+++ Information provided +++

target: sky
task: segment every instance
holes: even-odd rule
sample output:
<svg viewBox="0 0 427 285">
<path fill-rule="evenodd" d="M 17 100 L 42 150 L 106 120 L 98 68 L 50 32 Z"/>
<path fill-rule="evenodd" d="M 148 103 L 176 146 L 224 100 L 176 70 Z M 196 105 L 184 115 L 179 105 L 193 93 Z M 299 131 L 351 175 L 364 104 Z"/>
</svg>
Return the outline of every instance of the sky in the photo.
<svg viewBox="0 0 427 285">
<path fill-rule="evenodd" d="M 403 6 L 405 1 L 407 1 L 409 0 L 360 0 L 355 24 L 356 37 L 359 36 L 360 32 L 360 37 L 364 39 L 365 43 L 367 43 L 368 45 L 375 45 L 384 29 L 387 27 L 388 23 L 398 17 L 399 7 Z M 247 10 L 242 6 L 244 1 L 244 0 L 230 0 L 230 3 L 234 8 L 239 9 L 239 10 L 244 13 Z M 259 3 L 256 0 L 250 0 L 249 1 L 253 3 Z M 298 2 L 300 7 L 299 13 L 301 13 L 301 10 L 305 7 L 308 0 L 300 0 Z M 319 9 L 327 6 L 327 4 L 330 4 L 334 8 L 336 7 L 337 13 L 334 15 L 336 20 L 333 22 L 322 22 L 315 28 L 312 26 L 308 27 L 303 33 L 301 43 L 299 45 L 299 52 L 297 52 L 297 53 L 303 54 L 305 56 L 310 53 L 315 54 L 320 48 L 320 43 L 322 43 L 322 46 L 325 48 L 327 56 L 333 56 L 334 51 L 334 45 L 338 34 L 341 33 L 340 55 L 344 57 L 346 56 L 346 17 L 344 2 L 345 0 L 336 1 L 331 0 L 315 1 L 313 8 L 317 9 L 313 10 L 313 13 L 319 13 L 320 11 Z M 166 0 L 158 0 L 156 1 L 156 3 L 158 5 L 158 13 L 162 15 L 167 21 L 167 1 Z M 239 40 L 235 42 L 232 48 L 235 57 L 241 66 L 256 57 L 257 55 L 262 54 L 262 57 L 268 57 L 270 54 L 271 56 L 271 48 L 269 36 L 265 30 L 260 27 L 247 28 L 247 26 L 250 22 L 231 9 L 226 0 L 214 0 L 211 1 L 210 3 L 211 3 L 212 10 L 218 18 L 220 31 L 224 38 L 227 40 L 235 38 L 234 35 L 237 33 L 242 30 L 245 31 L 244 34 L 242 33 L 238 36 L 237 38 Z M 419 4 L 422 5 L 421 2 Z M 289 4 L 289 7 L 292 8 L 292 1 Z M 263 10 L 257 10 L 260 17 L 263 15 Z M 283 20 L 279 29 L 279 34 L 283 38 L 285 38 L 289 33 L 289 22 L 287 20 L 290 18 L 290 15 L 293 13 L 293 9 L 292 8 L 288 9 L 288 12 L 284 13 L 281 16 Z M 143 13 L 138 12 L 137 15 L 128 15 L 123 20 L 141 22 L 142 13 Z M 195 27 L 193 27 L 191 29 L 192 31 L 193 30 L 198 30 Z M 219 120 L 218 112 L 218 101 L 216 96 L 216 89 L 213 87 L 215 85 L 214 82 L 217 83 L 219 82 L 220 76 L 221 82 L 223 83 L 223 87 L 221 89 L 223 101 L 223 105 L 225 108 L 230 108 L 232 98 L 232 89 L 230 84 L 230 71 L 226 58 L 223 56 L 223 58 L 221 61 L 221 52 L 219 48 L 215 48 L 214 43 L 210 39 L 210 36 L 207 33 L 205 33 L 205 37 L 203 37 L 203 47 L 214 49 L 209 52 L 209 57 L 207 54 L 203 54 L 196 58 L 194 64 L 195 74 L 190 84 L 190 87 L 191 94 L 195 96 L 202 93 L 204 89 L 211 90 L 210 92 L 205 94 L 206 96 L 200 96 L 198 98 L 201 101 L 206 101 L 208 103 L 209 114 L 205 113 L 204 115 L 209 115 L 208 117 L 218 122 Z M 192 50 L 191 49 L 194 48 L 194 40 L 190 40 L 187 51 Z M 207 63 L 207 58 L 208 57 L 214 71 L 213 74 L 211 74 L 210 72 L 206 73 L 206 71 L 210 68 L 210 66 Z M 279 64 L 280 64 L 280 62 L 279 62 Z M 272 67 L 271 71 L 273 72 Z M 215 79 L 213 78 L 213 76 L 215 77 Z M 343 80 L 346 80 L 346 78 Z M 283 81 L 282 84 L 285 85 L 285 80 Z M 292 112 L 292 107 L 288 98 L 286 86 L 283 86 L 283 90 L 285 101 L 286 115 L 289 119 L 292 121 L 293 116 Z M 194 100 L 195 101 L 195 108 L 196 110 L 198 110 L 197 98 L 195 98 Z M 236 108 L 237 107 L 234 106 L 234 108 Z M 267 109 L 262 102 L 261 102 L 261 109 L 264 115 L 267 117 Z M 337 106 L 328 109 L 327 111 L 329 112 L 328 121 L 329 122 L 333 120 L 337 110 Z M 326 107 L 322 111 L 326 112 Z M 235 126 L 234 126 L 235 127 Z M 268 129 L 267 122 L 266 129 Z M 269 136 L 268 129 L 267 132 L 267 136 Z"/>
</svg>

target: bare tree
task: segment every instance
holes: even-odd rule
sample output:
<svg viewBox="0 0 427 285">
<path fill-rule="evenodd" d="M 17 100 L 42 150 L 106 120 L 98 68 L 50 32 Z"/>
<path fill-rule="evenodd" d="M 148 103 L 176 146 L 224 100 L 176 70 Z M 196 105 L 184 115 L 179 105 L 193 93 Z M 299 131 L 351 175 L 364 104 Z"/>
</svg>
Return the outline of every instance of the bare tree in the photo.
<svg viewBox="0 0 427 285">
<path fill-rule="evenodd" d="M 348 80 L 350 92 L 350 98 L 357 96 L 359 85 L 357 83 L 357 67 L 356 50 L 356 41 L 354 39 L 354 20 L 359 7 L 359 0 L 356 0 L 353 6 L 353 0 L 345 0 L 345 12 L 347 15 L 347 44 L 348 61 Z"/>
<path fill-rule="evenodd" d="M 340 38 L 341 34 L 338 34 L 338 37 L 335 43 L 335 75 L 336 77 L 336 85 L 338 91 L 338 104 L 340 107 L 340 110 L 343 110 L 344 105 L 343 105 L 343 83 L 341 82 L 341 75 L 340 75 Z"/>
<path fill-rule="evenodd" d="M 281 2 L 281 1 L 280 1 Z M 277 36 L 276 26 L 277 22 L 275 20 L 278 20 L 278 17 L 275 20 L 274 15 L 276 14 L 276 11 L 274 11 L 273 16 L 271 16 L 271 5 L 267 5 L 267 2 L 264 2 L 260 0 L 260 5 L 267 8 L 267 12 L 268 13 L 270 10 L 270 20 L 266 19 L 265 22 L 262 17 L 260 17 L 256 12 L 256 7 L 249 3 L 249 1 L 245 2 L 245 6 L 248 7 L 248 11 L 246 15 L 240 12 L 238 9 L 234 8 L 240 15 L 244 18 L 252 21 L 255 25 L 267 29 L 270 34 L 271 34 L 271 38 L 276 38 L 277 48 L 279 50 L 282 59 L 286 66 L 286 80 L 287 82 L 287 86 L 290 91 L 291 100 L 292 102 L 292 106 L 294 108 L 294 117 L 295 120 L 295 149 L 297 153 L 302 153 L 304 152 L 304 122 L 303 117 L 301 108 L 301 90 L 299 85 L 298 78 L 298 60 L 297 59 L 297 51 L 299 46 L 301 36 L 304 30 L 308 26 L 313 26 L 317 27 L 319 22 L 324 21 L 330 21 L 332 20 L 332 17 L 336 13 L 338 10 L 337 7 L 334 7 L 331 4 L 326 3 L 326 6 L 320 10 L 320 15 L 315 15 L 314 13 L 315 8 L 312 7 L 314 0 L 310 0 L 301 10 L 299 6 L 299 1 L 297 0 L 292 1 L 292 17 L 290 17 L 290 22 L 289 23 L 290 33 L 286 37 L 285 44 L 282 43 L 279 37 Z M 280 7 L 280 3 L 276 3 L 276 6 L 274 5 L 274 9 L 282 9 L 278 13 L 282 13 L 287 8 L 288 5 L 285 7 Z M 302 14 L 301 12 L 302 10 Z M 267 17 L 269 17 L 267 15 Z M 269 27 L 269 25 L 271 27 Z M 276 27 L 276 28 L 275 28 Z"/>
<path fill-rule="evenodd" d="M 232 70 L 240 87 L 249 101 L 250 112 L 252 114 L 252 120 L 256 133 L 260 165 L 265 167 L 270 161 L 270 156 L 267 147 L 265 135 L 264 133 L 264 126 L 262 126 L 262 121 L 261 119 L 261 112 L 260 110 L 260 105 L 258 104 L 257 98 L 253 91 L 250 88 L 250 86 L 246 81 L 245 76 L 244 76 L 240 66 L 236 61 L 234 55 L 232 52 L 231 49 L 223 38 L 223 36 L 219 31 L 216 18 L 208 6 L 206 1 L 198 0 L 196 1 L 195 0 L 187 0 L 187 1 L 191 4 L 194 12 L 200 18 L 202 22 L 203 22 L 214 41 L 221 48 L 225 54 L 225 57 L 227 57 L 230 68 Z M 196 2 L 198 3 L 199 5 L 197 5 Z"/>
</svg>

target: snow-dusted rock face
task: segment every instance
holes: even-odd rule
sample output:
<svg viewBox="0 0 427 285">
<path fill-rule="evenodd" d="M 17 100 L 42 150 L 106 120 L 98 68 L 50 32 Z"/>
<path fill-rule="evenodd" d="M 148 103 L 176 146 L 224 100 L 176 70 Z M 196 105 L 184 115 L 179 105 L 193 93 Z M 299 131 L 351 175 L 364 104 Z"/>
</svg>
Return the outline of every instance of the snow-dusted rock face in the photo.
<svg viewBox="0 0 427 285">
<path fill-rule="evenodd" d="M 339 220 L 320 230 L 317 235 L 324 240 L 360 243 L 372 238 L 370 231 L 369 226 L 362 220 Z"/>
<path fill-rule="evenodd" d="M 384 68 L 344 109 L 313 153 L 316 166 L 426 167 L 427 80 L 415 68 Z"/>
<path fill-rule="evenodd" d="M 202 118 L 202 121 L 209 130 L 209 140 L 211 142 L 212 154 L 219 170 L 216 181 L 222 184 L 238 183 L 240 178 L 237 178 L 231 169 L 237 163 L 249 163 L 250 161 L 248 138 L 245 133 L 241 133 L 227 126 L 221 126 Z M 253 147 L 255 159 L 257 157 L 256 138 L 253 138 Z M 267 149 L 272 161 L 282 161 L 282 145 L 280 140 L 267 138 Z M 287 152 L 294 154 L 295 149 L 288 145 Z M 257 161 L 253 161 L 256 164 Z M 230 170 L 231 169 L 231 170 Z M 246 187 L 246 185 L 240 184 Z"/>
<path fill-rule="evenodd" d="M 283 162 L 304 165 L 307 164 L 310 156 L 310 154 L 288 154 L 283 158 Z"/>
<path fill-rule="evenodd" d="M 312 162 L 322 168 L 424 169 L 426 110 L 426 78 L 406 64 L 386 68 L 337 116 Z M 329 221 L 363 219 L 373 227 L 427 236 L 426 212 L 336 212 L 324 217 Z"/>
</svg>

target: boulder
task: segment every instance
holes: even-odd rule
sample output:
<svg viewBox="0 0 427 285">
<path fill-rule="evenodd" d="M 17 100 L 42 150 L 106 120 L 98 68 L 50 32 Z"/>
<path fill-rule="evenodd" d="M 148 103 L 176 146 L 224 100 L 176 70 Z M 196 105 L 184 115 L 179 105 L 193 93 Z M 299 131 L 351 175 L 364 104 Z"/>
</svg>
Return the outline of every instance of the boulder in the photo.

+++

=== Requirements ===
From the line that contains "target: boulder" down to the last line of the listing above, repeat each line exactly, and include nothing else.

=== Solution to the exercise ===
target: boulder
task: segment every instance
holes: even-odd rule
sample output:
<svg viewBox="0 0 427 285">
<path fill-rule="evenodd" d="M 17 100 L 42 150 L 106 120 L 98 68 L 50 32 Z"/>
<path fill-rule="evenodd" d="M 148 103 L 176 146 L 224 100 L 176 70 Z M 196 105 L 184 115 L 179 105 L 193 93 Z M 299 131 L 351 175 L 364 104 Z"/>
</svg>
Return the outline of every instance of the boulder in the photo.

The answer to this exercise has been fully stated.